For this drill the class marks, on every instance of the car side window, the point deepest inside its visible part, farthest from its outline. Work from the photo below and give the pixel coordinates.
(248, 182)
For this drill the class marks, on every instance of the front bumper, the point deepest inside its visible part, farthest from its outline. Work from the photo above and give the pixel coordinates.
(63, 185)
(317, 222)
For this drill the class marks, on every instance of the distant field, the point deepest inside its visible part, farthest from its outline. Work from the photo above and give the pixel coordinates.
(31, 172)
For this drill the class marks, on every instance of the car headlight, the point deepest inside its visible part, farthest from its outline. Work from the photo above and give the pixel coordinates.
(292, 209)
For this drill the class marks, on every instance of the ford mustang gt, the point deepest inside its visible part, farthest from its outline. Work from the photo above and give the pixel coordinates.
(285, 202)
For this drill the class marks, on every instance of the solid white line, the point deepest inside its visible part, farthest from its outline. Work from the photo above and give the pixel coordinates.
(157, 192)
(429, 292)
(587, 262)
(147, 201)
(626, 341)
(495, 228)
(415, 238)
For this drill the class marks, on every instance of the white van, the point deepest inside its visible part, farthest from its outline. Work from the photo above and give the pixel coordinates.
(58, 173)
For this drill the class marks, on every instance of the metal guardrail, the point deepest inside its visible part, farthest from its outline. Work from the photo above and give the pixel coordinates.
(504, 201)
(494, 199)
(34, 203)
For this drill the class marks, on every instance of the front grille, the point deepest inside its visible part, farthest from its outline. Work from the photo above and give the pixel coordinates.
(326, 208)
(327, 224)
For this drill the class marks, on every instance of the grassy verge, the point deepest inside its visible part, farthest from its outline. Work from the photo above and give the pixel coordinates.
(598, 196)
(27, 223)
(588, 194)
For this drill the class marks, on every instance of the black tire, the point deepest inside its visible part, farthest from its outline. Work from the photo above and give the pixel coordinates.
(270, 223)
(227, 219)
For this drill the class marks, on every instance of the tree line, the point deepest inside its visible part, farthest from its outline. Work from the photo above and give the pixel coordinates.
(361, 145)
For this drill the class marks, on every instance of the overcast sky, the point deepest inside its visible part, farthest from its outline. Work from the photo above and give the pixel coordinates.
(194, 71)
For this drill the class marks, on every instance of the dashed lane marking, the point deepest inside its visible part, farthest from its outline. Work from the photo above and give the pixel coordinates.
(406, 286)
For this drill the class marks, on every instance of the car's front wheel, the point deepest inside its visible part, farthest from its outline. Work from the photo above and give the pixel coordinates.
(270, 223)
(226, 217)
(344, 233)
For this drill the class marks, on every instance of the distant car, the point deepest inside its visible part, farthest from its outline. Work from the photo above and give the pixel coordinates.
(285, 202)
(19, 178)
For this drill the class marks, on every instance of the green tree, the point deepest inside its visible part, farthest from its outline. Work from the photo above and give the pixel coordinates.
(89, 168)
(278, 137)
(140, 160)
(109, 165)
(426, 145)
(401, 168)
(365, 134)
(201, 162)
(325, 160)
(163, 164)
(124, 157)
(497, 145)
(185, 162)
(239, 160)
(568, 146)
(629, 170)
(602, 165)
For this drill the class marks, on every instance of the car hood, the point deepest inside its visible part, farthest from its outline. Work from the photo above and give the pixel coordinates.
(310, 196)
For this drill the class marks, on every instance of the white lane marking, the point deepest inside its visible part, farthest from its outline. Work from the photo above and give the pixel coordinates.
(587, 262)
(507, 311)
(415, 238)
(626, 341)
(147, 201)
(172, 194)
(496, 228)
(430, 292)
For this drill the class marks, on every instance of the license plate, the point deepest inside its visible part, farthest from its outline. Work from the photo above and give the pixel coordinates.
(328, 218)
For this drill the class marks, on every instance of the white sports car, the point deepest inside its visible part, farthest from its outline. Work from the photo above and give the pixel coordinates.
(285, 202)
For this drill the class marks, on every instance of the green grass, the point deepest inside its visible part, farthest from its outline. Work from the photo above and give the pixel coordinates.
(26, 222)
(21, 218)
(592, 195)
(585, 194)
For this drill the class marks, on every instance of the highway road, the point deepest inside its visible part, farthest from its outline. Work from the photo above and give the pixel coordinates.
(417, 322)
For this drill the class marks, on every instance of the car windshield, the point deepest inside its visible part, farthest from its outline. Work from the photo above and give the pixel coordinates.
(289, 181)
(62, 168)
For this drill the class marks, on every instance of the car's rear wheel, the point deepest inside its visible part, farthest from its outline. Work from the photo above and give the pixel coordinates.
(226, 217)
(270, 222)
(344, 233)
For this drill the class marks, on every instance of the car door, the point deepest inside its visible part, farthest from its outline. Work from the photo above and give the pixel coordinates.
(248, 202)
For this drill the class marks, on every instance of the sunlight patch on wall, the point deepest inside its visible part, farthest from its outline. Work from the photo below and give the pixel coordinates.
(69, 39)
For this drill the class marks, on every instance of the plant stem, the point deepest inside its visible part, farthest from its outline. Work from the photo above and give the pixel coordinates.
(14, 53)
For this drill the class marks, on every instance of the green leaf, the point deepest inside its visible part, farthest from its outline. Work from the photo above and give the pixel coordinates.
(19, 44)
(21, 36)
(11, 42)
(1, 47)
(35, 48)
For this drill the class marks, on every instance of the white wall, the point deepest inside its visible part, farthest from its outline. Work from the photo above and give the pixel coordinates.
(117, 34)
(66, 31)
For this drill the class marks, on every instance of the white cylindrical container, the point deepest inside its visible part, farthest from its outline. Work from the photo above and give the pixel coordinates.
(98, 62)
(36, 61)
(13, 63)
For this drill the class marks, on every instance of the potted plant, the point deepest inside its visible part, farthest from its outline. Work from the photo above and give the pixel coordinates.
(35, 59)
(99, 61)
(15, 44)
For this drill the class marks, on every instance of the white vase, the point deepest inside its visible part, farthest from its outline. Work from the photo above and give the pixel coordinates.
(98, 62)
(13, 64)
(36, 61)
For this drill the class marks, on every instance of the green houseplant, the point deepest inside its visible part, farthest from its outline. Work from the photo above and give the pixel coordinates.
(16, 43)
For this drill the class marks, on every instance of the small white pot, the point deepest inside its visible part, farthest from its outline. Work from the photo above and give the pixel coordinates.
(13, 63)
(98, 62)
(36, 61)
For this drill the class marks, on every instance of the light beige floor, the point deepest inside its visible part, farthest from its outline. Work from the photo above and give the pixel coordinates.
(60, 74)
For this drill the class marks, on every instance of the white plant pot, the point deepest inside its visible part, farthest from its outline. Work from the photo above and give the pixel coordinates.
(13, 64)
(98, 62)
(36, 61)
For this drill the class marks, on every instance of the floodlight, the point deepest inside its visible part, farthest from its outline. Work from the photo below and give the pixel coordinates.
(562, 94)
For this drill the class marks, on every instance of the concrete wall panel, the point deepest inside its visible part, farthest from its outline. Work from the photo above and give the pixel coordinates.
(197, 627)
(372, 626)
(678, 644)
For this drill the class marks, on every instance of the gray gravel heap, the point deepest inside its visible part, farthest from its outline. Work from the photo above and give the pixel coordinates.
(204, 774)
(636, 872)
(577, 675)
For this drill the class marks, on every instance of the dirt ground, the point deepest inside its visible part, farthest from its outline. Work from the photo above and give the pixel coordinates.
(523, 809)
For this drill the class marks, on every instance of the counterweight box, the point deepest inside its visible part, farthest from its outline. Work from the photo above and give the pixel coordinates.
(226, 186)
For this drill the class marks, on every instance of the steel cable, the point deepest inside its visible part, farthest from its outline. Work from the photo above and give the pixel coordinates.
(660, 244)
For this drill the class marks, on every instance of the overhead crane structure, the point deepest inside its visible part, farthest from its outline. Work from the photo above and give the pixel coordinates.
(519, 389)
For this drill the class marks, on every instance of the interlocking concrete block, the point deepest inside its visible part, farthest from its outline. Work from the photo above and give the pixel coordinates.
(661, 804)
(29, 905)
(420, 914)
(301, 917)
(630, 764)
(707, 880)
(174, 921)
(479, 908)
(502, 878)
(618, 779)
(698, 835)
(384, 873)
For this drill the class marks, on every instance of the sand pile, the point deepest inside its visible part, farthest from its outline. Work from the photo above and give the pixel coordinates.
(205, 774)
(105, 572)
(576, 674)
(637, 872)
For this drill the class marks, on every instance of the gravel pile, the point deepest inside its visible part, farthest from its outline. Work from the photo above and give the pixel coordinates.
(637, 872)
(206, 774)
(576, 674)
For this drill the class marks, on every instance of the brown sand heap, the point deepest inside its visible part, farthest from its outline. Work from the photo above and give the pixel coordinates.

........

Everything from the line containing "of the sand" through the last line of the records must be given again exactly; leave out all other lines.

For this drill the class marks, on every instance of the sand pile, the point deepest inside its visible part, farthest from its outline. Work from the photo above and give the pixel coordinates.
(205, 774)
(105, 572)
(576, 674)
(637, 872)
For this drill the class marks, on every instance of the gravel pile, the point deepest inside its visible part, farthest from its outline. Work from the photo above and give the pixel coordinates.
(637, 872)
(206, 774)
(576, 674)
For this drill the class marks, on every instance of the brown sand heap, the point deepest inside its visible part, farthest from its outline. Work from the photo above and give the pixel coordinates.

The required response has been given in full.